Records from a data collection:
— Begin —

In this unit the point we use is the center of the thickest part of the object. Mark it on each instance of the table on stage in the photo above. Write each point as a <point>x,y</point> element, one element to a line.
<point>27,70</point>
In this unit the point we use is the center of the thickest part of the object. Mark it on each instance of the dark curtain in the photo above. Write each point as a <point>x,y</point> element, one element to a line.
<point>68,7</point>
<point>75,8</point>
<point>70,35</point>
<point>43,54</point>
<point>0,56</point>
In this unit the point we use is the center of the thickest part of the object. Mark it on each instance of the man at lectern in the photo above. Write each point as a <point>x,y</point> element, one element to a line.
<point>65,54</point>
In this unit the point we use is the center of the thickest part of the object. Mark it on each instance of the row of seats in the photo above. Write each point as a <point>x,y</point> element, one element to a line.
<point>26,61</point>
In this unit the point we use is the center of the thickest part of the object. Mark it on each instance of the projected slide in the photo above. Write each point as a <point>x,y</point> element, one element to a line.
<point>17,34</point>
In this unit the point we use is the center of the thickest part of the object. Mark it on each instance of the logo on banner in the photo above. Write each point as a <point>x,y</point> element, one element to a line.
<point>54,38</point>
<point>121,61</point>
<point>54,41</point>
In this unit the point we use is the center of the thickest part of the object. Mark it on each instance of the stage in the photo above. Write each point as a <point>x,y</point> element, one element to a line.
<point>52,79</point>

— End —
— Begin —

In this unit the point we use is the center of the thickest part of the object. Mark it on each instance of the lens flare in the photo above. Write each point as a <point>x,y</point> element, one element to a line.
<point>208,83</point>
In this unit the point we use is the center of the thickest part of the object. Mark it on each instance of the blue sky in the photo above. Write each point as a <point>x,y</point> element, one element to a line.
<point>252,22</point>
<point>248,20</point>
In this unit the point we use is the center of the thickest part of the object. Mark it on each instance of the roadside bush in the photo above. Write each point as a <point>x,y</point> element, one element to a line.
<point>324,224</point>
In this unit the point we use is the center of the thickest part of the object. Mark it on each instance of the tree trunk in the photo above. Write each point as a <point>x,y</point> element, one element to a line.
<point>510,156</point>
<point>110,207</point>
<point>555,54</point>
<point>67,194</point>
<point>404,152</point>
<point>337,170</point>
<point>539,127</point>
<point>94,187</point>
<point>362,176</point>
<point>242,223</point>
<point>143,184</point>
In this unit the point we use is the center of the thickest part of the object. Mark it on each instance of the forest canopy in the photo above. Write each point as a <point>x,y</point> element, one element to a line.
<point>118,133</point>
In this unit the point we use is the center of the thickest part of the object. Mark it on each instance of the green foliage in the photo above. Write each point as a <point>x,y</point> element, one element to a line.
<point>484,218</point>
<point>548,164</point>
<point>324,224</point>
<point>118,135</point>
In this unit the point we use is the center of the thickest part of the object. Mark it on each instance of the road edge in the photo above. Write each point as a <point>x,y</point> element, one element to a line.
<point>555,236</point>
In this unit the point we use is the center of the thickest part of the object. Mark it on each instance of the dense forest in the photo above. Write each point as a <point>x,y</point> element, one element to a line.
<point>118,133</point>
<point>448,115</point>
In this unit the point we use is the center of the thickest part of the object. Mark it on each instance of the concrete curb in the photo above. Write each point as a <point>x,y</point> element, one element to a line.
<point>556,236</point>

— End —

Given instruction:
Copy the lines of the data above word for word, beginning with the line that contains "of the dark" and ending after the line that contains "<point>26,61</point>".

Response:
In this unit the point we use is the center of the thickest part of the object. Mark it on each instance of the dark curtain in the photo above. Write each point as a <point>x,y</point> element, one element to a line.
<point>68,7</point>
<point>75,8</point>
<point>70,35</point>
<point>43,54</point>
<point>0,56</point>
In this unit the point we use is the center of the thickest part of the object. Mark it on each instance of the man at lectern in the photo above. Write each point as a <point>x,y</point> element, one element to a line.
<point>65,54</point>
In this unit the point we use is the center of the thickest part of the object. Mark it on each instance of the row of seats in the photo above. Write each point as a <point>x,y</point> element, one element to a line.
<point>26,61</point>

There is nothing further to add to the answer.